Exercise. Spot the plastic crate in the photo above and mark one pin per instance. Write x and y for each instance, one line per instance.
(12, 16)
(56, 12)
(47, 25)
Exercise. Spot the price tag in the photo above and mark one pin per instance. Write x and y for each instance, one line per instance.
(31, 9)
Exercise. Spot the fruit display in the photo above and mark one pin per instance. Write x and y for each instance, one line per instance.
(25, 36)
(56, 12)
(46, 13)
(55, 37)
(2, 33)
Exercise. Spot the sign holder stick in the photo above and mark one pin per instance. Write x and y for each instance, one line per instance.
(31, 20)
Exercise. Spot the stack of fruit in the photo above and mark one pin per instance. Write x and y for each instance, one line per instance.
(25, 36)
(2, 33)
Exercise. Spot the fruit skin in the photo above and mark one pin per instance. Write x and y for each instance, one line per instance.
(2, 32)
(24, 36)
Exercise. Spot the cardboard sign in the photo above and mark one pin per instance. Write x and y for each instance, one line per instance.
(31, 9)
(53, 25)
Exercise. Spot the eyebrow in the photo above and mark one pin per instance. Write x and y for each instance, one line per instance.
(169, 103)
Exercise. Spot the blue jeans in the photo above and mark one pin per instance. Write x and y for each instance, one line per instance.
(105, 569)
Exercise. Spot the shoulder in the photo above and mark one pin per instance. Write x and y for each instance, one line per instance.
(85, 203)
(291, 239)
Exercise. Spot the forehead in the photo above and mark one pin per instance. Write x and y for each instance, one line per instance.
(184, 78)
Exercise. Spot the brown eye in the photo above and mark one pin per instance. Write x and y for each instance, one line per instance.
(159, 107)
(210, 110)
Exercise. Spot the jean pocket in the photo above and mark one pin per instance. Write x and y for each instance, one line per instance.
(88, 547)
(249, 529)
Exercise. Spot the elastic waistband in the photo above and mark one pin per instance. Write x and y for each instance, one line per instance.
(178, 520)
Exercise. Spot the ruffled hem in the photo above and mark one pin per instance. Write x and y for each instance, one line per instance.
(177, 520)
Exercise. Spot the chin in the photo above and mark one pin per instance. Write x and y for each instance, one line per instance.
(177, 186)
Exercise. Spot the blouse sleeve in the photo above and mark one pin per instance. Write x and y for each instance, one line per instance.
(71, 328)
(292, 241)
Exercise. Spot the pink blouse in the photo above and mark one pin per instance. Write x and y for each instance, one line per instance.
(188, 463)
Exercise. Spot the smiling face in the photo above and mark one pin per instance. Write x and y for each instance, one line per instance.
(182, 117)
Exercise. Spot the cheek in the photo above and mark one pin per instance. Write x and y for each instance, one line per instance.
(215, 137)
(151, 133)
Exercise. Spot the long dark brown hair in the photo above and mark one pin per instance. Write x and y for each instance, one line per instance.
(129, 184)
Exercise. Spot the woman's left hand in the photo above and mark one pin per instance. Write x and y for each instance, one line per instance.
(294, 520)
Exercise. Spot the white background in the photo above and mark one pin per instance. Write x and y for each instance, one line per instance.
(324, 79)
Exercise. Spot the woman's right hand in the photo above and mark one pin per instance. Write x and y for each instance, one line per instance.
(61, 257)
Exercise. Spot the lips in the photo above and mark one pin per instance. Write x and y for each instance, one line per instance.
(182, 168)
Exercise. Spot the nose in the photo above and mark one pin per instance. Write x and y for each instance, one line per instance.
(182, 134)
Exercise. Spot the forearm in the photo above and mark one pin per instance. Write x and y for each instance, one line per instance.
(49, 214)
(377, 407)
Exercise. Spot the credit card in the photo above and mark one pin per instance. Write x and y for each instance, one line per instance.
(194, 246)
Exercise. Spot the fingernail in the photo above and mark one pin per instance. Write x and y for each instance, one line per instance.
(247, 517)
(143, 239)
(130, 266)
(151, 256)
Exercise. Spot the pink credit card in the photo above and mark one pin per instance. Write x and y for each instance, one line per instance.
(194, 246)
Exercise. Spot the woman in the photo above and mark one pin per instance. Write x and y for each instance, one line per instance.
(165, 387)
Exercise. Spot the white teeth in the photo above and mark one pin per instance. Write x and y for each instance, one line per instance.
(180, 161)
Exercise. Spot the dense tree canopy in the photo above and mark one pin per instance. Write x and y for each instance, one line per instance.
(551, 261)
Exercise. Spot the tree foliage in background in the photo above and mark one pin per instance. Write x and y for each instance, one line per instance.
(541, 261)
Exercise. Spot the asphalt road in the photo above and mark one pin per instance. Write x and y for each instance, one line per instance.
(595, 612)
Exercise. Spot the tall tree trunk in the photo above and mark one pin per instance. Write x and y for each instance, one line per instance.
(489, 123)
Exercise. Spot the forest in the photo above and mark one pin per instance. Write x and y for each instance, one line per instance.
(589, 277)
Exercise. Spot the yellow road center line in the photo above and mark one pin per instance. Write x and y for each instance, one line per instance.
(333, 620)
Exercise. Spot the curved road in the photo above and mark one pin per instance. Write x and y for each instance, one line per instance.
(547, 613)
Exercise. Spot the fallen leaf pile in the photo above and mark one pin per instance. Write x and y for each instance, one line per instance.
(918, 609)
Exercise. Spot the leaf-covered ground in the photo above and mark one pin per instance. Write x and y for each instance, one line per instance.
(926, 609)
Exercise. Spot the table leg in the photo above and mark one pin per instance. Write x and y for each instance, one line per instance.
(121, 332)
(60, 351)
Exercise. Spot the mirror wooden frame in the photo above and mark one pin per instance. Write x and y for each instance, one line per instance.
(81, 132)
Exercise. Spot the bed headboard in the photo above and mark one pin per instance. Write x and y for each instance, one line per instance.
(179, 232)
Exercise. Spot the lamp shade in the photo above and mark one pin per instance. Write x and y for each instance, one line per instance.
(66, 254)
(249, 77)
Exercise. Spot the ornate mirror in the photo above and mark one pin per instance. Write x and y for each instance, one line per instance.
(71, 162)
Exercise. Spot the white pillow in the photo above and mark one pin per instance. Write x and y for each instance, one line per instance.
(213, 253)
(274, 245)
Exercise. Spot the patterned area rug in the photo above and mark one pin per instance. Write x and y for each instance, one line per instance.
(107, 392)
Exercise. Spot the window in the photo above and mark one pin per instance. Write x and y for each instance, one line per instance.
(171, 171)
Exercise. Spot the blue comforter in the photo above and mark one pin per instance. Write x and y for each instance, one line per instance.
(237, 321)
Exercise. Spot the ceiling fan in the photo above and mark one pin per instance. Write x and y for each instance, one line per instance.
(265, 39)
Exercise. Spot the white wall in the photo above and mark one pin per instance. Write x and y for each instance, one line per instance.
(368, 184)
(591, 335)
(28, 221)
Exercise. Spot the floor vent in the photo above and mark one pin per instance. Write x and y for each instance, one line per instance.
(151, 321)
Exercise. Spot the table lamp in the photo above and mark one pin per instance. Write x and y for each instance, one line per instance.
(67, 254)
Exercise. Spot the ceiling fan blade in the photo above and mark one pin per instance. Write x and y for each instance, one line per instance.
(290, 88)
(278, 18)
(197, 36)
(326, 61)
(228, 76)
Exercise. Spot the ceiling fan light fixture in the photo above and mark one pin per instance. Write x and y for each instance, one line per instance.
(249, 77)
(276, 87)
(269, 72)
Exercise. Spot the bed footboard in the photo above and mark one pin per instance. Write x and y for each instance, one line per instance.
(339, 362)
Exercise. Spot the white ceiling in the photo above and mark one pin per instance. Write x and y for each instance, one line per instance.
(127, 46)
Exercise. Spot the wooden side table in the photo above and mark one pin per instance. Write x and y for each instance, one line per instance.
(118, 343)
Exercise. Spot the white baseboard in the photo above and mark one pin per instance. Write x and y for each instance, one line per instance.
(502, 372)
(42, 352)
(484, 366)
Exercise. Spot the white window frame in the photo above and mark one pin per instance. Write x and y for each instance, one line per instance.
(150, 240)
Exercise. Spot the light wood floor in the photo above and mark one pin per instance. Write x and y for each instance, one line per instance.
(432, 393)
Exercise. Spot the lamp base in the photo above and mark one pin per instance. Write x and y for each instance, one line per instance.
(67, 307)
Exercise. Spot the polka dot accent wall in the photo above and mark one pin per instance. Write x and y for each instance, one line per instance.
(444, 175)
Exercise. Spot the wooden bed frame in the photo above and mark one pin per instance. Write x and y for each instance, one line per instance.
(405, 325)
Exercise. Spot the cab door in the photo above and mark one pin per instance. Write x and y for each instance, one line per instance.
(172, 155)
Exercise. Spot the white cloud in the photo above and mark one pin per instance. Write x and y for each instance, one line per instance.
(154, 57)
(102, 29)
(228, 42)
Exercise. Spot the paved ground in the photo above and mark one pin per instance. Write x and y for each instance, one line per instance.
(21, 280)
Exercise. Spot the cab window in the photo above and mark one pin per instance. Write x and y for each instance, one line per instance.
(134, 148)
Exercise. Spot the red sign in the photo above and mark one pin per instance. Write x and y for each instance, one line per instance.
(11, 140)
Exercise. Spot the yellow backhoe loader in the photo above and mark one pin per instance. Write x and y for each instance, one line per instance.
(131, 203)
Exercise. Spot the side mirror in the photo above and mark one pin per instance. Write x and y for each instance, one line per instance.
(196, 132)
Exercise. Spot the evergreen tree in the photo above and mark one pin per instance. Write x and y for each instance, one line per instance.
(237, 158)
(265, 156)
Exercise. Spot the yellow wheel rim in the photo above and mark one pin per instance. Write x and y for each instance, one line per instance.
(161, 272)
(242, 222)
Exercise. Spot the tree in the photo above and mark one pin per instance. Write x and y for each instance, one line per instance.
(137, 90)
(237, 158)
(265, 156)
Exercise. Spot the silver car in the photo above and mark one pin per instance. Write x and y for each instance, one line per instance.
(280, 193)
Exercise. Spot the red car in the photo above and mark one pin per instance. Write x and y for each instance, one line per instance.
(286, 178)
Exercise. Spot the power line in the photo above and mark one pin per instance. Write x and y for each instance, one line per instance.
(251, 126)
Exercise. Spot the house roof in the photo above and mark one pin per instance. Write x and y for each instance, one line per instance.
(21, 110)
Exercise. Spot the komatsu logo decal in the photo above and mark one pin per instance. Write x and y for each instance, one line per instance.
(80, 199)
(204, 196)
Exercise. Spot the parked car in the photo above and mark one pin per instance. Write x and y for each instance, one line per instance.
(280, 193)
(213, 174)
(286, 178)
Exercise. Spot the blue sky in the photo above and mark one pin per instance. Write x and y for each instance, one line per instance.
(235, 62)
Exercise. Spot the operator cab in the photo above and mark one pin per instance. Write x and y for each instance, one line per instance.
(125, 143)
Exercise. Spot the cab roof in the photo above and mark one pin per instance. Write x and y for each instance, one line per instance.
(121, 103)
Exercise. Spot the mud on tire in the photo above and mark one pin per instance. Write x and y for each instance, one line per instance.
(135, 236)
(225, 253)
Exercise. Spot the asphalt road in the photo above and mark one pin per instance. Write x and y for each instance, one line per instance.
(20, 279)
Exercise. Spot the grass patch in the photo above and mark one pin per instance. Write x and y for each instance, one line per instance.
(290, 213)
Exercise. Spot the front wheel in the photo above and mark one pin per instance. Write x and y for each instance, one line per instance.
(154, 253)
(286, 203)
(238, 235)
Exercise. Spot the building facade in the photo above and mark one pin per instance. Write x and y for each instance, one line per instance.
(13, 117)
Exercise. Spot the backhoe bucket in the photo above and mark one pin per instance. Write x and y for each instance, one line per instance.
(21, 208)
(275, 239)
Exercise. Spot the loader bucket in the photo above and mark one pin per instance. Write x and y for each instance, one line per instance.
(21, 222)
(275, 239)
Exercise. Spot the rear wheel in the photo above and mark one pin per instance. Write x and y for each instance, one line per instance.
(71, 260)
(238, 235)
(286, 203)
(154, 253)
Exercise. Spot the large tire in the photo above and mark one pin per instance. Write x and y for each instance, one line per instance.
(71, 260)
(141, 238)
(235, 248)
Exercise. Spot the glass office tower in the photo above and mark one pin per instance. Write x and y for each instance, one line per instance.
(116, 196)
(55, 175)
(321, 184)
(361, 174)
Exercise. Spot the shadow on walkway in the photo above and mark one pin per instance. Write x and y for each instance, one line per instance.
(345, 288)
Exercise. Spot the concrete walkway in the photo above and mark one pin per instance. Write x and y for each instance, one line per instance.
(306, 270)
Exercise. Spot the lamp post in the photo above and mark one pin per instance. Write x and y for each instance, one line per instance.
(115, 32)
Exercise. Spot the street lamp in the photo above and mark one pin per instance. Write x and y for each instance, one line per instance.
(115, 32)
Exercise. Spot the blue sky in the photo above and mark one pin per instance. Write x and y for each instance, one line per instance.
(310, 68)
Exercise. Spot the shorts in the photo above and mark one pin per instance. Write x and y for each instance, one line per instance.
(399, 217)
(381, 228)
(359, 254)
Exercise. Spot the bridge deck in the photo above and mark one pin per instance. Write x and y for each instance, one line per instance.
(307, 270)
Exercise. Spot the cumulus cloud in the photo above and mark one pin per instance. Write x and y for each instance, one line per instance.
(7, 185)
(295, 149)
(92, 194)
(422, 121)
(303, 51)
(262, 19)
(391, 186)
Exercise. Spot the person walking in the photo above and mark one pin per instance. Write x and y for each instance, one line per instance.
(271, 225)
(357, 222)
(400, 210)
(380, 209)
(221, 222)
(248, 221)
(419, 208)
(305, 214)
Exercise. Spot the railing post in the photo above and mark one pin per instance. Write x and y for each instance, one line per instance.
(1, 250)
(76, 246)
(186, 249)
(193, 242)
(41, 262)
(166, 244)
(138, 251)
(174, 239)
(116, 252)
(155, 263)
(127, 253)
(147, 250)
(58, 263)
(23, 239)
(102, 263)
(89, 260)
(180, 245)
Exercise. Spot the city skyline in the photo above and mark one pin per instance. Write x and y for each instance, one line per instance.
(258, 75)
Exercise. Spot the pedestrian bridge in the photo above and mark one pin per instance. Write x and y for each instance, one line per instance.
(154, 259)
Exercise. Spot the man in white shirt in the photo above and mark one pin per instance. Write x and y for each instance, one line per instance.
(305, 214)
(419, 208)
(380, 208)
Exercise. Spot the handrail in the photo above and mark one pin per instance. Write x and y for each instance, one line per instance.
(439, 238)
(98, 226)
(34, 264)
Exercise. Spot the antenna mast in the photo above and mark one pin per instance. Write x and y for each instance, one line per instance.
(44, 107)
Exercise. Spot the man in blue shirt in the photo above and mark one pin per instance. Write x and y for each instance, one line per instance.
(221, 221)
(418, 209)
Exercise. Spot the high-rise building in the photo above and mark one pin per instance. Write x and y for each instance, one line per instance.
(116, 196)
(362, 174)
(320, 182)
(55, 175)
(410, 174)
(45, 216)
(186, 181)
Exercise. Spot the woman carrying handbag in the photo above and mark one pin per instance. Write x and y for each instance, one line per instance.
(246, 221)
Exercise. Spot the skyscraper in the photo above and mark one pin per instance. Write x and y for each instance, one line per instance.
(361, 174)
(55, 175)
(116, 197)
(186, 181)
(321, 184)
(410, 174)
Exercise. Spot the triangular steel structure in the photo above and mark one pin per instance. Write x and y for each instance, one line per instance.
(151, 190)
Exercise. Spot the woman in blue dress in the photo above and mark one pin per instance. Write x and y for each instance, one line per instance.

▶ Given task: The lines to quote run from the one containing "Exercise. Spot the city" through the final line of the material above; please give them exactly, both ends included, and nothing else.

▶ Expected output:
Exercise. Spot the city skyline in the photo above and mark one pin per instance. Write x and y for each instance, one line per instance.
(258, 75)
Exercise. Spot the pedestrian bridge in the photo above and mark one pin per instance. Write x and y for each instance, one line per instance.
(154, 259)
Exercise. Spot the man in white shirt in the photo above and mark one pin per instance. Write x and y for each instance, one line per instance.
(305, 214)
(419, 208)
(380, 208)
Exercise. Spot the handrail in the photo above and mark one pin per instance. Write x and y for each instance, one line per instance.
(439, 238)
(98, 226)
(34, 264)
Exercise. Spot the antenna mast in the photo above and mark one pin per instance. Write x and y for each instance, one line per instance.
(44, 107)
Exercise. Spot the man in blue shirt in the photo above and mark one pin per instance. Write x and y for each instance, one line per instance.
(221, 221)
(418, 209)
Exercise. Spot the high-rise building in the photo above and mark one pin per instance. Write x and y for each instance, one line per instance.
(116, 196)
(362, 174)
(320, 182)
(55, 175)
(410, 174)
(45, 216)
(186, 181)
Exercise. Spot the woman carrying handbag in the photo above and mark one pin per instance. Write x and y for each instance, one line per instance.
(246, 221)
Exercise. Spot the skyscraper in the photo above and mark one pin per instance. Write x and y for each instance, one line per instance.
(361, 174)
(55, 175)
(116, 197)
(186, 181)
(321, 184)
(410, 174)
Exercise. Spot the triangular steel structure in the photo above and mark one pin per instance. Write x and y for each instance, one line per instance.
(151, 190)
Exercise. Spot the woman in blue dress in the photo above and mark one pin per instance. Write x and y for each instance, one line per instance.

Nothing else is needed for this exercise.